The needed output is the run of lines below from the one containing "line, e.g. (100,56)." through the one containing "line, e.g. (425,167).", copied exactly and free of pictures.

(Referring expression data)
========================================================================

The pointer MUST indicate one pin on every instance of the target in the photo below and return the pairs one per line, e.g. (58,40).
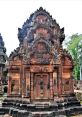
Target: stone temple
(40,71)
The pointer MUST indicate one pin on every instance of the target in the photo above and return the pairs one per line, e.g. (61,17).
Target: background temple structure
(40,70)
(3,71)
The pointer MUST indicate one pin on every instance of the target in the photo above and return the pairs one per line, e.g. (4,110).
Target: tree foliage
(72,47)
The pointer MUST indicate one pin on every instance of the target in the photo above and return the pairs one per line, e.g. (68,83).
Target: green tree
(72,47)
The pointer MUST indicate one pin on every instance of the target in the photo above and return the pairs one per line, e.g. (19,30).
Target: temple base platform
(60,107)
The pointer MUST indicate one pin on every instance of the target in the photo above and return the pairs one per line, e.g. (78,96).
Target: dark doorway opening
(5,89)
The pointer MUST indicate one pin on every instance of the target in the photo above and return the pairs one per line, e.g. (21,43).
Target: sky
(13,13)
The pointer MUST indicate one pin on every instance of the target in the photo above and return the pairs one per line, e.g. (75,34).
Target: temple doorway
(41,86)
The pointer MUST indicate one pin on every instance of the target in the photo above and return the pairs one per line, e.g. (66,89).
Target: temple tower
(40,71)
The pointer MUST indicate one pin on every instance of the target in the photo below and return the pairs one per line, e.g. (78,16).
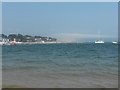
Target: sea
(60,65)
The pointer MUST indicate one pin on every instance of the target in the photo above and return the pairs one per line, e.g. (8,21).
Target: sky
(68,21)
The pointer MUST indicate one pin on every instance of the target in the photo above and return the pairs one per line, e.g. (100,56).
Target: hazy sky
(65,21)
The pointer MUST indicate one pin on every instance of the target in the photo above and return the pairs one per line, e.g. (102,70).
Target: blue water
(73,59)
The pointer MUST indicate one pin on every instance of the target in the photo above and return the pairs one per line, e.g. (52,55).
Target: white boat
(114,42)
(99,41)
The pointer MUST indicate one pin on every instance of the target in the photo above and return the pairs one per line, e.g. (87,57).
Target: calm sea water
(60,65)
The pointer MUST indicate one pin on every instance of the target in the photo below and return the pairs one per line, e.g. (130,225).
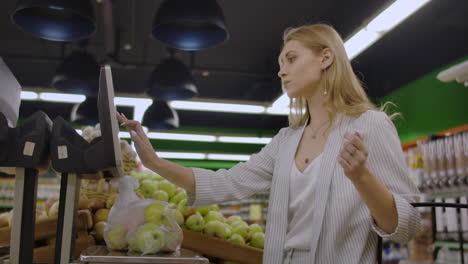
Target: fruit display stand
(45,236)
(73,156)
(220,248)
(25,148)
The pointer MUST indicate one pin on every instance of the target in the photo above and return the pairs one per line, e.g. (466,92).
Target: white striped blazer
(344,231)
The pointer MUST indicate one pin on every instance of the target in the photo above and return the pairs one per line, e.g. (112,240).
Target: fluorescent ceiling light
(228,157)
(179,136)
(62,97)
(123,134)
(279,110)
(29,95)
(217,107)
(395,14)
(181,155)
(360,41)
(252,140)
(129,101)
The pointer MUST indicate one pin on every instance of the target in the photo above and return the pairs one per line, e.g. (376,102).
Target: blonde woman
(336,176)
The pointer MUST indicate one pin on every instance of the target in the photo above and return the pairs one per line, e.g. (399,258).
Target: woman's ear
(327,58)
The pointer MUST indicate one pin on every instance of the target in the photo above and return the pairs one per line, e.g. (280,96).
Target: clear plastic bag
(146,226)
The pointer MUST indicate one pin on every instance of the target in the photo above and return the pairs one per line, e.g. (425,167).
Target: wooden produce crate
(219,248)
(47,228)
(46,254)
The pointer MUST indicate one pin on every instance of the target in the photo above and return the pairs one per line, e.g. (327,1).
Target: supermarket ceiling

========================================================================

* [Your solution]:
The pointer MUST indicate one pin on every instance of the target in the photo above and return the pairs one per line, e.g. (100,56).
Target: hazy sky
(65,21)
The pointer MUST indicate one pin on every instance of the target in the photo above and return the pairs one per line, e.g. (102,70).
Target: blue water
(73,59)
The pointer MUST indicate one pin on every instance of the target in the photo above and return the pairs one per line, e.g. (52,55).
Target: white boat
(114,42)
(99,41)
The pointer MUST indicate one pin on every instance of the target in the photo above and return the pairs one per line, e.g. (87,57).
Target: calm sea water
(60,65)
The pointer MUST indicate one pin on every instance of the target in the photo below and return the pairs one per line, e.g. (130,225).
Target: fruit display stand
(45,236)
(73,156)
(220,248)
(25,148)
The pointer MUST indicate one pin on every instance of the target in the photo above and return the pairs one per line, e.g. (466,92).
Target: white striped blazer
(344,231)
The pointer MUST indicate one pin on every instance of the target in the photo above and return the pairs one per line, e.g. (112,240).
Target: fluorescent ceiling light
(228,157)
(179,136)
(62,97)
(123,134)
(279,110)
(29,95)
(217,107)
(395,14)
(181,155)
(360,41)
(252,140)
(129,101)
The pointer MUST indicate one pin on every instance of the target in the photo above and return the pairs one per line, e.g. (376,102).
Target: blonde woman
(336,176)
The pointer MUST indicate one pin on every instance of the target in the photo above and return the pairs one per line, e.g. (399,258).
Target: woman's ear
(327,58)
The pointer MUST indicate one pin on every instance of the target in the photo above and return the pairs one per line, e.g. (280,96).
Target: clear plastic bag
(146,226)
The pointer MUST indicate one pin on every instance of the target in the photo above and return the pairs one per line, e.g. (425,167).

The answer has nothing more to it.